- DATA RECORDS -
◇ ◇ ◇ ◇ ◇
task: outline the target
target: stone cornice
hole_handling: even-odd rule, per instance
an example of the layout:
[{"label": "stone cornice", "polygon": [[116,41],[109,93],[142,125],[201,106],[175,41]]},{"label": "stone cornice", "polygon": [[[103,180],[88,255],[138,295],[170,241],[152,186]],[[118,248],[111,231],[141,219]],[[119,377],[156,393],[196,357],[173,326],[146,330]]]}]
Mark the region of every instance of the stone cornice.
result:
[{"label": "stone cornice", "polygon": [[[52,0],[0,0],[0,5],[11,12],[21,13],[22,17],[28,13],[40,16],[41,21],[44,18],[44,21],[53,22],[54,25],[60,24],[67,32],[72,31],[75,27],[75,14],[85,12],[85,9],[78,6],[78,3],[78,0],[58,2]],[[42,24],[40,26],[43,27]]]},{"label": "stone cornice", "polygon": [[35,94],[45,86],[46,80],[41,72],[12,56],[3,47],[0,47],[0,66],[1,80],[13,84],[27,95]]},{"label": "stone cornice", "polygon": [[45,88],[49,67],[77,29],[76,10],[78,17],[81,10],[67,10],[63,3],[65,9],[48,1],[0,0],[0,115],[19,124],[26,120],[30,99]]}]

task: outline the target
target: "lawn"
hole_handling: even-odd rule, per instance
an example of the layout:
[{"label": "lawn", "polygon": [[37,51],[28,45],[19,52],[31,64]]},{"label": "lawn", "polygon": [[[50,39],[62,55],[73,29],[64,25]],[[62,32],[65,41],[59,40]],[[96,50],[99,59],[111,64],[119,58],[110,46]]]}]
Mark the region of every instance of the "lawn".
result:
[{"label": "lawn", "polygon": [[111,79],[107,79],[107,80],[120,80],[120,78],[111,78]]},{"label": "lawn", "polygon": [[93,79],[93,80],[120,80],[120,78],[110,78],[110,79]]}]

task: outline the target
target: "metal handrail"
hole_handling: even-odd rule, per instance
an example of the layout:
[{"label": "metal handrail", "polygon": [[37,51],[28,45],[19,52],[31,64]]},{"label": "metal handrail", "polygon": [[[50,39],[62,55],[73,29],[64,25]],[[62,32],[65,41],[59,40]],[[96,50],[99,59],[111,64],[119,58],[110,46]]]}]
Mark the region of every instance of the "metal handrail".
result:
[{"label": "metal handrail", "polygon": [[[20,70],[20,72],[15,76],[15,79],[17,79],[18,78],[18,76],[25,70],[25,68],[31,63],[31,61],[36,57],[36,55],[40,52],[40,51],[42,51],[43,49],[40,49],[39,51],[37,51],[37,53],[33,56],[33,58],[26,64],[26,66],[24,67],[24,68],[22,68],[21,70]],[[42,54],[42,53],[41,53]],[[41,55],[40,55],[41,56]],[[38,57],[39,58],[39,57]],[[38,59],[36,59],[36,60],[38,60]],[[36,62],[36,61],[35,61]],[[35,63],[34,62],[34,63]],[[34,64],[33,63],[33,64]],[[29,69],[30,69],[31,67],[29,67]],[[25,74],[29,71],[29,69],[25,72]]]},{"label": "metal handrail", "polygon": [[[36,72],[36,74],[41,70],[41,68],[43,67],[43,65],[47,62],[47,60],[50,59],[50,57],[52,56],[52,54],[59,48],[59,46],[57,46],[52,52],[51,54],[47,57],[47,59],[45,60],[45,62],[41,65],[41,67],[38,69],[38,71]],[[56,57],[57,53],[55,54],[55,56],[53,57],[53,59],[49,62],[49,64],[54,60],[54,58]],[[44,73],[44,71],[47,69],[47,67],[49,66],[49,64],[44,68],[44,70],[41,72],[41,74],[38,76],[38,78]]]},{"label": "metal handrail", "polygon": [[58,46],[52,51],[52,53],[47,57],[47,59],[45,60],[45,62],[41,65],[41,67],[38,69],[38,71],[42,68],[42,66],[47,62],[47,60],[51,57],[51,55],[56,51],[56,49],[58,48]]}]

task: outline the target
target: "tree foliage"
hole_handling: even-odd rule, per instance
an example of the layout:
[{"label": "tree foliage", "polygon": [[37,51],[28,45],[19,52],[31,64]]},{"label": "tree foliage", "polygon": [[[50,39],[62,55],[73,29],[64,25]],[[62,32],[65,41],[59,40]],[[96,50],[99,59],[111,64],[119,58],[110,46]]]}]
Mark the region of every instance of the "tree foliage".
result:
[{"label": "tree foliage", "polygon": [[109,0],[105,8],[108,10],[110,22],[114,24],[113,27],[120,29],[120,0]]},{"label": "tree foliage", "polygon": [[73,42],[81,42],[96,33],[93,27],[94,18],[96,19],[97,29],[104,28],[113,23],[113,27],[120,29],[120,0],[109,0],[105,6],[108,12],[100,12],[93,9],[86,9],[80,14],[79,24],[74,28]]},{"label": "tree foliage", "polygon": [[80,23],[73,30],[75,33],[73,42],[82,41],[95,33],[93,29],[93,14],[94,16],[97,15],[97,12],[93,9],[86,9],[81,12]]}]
◇ ◇ ◇ ◇ ◇
- WHAT IS NEEDED -
Print the records once more, exactly as written.

- ANSWER TO THIS TASK -
task: outline the target
target: stone cornice
hole_handling: even-odd rule, per instance
an example of the layout:
[{"label": "stone cornice", "polygon": [[116,41],[109,93],[142,125],[201,106],[175,41]]},{"label": "stone cornice", "polygon": [[[103,180],[88,255],[138,295],[170,241],[152,186]],[[118,248],[111,231],[141,219]],[[119,377],[156,393],[196,357],[173,326],[146,330]]]}]
Mark the region of every instance of the stone cornice.
result:
[{"label": "stone cornice", "polygon": [[[52,0],[0,0],[0,5],[11,12],[21,13],[22,17],[28,13],[40,16],[41,21],[44,18],[44,21],[53,22],[54,25],[60,24],[67,32],[72,31],[75,27],[75,14],[85,12],[85,9],[78,6],[78,3],[78,0],[58,2]],[[42,24],[40,26],[43,27]]]},{"label": "stone cornice", "polygon": [[35,94],[45,86],[46,80],[41,72],[12,56],[3,47],[0,47],[0,66],[1,80],[13,84],[27,95]]},{"label": "stone cornice", "polygon": [[45,88],[49,67],[77,29],[76,10],[78,17],[81,10],[67,10],[63,3],[65,9],[48,1],[0,0],[0,115],[19,124],[26,120],[30,99]]}]

task: outline the target
target: "lawn"
hole_handling: even-odd rule, per instance
an example of the layout:
[{"label": "lawn", "polygon": [[37,51],[28,45],[19,52],[31,64]]},{"label": "lawn", "polygon": [[[50,39],[62,55],[73,29],[64,25]],[[62,32],[65,41],[59,40]],[[96,50],[99,59],[111,64],[119,58],[110,46]]]}]
Mark the region of every instance of the "lawn".
result:
[{"label": "lawn", "polygon": [[111,79],[107,79],[107,80],[120,80],[120,78],[111,78]]},{"label": "lawn", "polygon": [[93,79],[93,80],[120,80],[120,78],[110,78],[110,79]]}]

task: outline the target
target: "metal handrail"
hole_handling: even-odd rule, per instance
an example of the layout:
[{"label": "metal handrail", "polygon": [[37,51],[28,45],[19,52],[31,64]]},{"label": "metal handrail", "polygon": [[[50,39],[62,55],[73,29],[64,25]],[[62,32],[65,41],[59,40]],[[96,50],[99,59],[111,64],[119,58],[110,46]]]}]
Mark the region of every instance of the "metal handrail".
result:
[{"label": "metal handrail", "polygon": [[[20,70],[20,72],[15,76],[15,79],[17,79],[18,78],[18,76],[25,70],[25,68],[31,63],[31,61],[36,57],[36,55],[40,52],[40,51],[42,51],[43,49],[40,49],[39,51],[37,51],[37,53],[33,56],[33,58],[26,64],[26,66],[24,67],[24,68],[22,68],[21,70]],[[42,54],[42,53],[41,53]],[[41,55],[40,55],[41,56]],[[38,57],[39,58],[39,57]],[[38,59],[36,59],[36,60],[38,60]],[[36,62],[36,61],[35,61]],[[35,63],[34,62],[34,63]],[[34,64],[33,63],[33,64]],[[29,69],[30,69],[31,67],[29,67]],[[25,74],[29,71],[29,69],[25,72]]]},{"label": "metal handrail", "polygon": [[[36,72],[36,74],[41,70],[41,68],[43,67],[43,65],[47,62],[47,60],[50,59],[50,57],[52,56],[52,54],[59,48],[59,46],[57,46],[52,52],[51,54],[47,57],[47,59],[45,60],[45,62],[41,65],[41,67],[38,69],[38,71]],[[56,57],[57,53],[55,54],[55,56],[53,57],[53,59],[49,62],[49,64],[54,60],[54,58]],[[44,73],[44,71],[47,69],[47,67],[49,66],[49,64],[44,68],[44,70],[41,72],[41,74],[38,76],[38,78]]]},{"label": "metal handrail", "polygon": [[58,46],[52,51],[52,53],[47,57],[47,59],[45,60],[45,62],[41,65],[41,67],[38,69],[38,71],[42,68],[42,66],[47,62],[47,60],[51,57],[51,55],[56,51],[56,49],[58,48]]}]

task: outline the target
target: "tree foliage"
hole_handling: even-odd rule, per instance
an example of the layout:
[{"label": "tree foliage", "polygon": [[37,51],[28,45],[19,52],[31,64]]},{"label": "tree foliage", "polygon": [[[50,39],[62,55],[73,29],[64,25]],[[62,32],[65,41],[59,40]],[[96,50],[99,59],[111,64],[119,58],[110,46]]]}]
Mark the region of every instance of the "tree foliage".
result:
[{"label": "tree foliage", "polygon": [[109,0],[105,8],[108,10],[110,22],[114,24],[113,27],[120,29],[120,0]]},{"label": "tree foliage", "polygon": [[73,42],[81,42],[96,33],[93,27],[94,18],[96,19],[97,29],[104,28],[113,23],[113,27],[120,29],[120,0],[109,0],[105,6],[108,12],[100,12],[93,9],[86,9],[80,14],[79,24],[74,28]]},{"label": "tree foliage", "polygon": [[80,23],[73,30],[75,33],[73,42],[82,41],[95,33],[93,29],[93,14],[94,16],[97,15],[97,12],[93,9],[86,9],[81,12]]}]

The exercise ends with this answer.